# [WHAT THE TASK REQUIRES]
Return only those lines of the listing in which "background" appears.

# [RECORDS SHOWN]
"""
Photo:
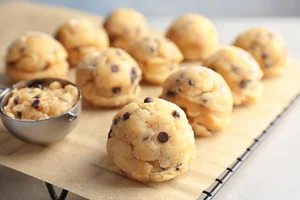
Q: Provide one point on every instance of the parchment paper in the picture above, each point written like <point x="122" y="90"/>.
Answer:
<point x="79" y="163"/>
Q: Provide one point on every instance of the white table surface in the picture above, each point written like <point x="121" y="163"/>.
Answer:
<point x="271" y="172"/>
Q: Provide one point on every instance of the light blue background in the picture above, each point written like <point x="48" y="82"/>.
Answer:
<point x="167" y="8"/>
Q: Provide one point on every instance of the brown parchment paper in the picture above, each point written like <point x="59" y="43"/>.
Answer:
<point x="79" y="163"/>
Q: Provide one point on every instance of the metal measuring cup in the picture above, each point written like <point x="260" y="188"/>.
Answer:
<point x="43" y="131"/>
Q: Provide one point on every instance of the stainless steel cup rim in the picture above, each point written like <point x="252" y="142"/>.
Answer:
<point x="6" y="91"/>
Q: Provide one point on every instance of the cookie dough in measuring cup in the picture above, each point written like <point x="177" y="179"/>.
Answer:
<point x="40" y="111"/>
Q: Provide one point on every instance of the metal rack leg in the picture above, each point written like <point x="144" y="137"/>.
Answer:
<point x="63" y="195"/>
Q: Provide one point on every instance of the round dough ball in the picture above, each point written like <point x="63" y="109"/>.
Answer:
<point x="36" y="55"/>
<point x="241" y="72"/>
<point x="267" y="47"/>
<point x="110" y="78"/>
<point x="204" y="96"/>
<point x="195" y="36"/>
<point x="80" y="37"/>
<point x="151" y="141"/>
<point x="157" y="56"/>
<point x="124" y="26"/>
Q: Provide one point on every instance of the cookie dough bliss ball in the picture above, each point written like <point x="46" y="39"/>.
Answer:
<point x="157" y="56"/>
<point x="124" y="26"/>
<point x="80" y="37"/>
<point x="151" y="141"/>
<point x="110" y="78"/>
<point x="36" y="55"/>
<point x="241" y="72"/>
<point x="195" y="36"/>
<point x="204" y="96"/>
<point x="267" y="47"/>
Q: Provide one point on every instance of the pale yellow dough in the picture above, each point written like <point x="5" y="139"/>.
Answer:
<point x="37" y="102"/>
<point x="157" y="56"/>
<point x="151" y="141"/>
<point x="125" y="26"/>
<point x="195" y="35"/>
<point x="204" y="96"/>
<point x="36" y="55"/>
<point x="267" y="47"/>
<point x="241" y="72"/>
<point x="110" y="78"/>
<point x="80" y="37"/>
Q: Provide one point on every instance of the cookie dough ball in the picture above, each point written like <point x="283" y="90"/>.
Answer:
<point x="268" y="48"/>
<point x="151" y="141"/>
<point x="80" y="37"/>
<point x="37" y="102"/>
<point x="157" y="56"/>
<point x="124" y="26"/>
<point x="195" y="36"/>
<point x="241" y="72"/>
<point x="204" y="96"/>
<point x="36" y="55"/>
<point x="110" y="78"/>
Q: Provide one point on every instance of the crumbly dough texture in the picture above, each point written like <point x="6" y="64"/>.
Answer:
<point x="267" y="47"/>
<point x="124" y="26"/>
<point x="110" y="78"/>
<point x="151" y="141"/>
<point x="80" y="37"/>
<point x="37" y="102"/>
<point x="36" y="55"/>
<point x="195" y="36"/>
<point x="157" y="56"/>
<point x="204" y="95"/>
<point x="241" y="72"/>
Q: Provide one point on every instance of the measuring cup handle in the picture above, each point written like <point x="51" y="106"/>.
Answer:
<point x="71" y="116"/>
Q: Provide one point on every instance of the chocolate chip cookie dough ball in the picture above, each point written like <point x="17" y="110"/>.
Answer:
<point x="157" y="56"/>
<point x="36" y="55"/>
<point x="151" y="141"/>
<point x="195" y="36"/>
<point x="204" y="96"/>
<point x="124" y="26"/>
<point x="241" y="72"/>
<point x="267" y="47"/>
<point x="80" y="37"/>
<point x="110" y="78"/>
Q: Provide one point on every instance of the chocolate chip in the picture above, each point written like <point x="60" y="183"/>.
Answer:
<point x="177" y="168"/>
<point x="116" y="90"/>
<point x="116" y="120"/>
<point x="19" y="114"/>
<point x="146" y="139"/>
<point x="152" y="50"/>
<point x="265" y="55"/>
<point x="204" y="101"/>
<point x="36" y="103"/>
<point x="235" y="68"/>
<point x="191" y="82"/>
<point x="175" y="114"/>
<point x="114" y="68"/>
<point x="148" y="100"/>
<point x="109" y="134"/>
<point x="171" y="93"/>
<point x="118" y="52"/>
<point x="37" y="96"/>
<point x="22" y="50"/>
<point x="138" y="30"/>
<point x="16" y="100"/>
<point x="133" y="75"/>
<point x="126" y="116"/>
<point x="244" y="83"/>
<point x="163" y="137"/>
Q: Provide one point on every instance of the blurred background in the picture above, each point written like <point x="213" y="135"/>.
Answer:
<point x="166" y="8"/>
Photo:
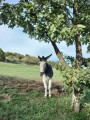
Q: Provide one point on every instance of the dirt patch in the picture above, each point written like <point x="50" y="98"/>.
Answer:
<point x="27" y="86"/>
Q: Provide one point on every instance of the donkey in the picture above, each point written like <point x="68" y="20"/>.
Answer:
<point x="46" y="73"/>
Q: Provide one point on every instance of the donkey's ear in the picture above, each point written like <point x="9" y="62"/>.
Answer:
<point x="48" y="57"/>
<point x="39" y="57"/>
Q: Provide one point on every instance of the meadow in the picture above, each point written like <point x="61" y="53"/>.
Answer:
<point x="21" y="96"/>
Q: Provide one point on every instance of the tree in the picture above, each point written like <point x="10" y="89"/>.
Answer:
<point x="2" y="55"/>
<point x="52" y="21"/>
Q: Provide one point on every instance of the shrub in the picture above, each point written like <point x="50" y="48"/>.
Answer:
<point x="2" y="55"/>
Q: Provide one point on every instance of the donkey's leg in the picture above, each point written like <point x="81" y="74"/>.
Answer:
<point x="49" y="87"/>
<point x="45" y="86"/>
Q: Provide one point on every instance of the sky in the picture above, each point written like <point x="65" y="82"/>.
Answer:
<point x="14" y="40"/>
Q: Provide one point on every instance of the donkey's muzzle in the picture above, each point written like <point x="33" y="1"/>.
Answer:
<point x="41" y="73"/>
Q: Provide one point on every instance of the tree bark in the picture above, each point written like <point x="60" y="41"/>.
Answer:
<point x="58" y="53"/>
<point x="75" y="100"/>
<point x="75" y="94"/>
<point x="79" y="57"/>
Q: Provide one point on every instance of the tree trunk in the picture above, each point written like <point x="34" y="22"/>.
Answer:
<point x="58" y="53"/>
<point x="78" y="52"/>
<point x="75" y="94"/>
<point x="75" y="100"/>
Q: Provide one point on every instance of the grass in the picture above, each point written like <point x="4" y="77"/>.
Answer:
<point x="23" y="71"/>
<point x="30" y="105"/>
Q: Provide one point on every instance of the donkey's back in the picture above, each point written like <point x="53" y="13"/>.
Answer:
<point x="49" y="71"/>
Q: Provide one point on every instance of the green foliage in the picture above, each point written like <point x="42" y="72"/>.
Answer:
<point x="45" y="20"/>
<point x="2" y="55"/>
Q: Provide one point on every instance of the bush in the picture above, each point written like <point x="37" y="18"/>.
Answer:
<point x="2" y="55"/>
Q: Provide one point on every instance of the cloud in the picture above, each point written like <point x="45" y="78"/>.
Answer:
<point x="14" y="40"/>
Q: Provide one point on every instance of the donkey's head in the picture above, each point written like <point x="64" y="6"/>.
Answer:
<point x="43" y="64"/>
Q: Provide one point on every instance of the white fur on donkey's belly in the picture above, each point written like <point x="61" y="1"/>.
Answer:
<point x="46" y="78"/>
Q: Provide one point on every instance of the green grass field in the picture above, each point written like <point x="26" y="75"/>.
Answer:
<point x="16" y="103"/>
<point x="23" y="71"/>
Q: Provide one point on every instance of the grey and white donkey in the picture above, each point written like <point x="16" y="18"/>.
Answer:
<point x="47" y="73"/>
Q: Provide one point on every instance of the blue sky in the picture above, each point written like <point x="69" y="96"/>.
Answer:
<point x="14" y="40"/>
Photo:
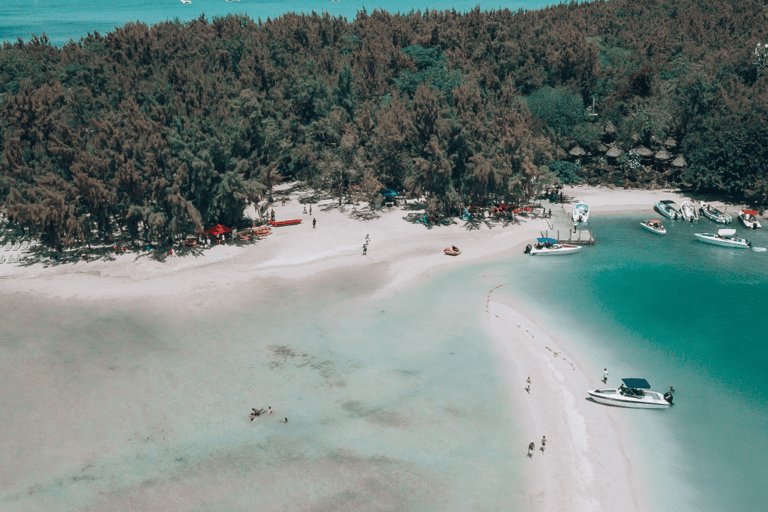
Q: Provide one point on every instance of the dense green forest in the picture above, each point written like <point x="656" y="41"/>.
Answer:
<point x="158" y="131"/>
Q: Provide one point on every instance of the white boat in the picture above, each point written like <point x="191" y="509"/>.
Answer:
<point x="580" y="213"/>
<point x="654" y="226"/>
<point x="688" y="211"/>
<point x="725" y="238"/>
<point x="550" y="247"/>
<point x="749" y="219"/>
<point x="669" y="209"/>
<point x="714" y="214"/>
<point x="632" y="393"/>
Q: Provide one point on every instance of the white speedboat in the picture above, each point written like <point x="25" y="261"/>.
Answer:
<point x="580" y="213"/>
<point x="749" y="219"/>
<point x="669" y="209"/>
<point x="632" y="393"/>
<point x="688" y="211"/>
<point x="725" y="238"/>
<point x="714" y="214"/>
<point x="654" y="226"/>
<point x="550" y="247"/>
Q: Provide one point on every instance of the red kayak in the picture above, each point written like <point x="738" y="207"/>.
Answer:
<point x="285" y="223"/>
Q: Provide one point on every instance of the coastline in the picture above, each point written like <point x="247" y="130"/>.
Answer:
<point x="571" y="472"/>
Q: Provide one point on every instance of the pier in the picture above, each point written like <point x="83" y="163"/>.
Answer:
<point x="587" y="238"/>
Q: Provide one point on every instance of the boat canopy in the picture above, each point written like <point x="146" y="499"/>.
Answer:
"""
# [YOUR RESPONSE]
Q: Provide one point on every instance of the light blue background in the picture above, each point written like <point x="48" y="82"/>.
Q: Provide one point on every instance of the blurred background in the picture above, each point written like <point x="213" y="135"/>.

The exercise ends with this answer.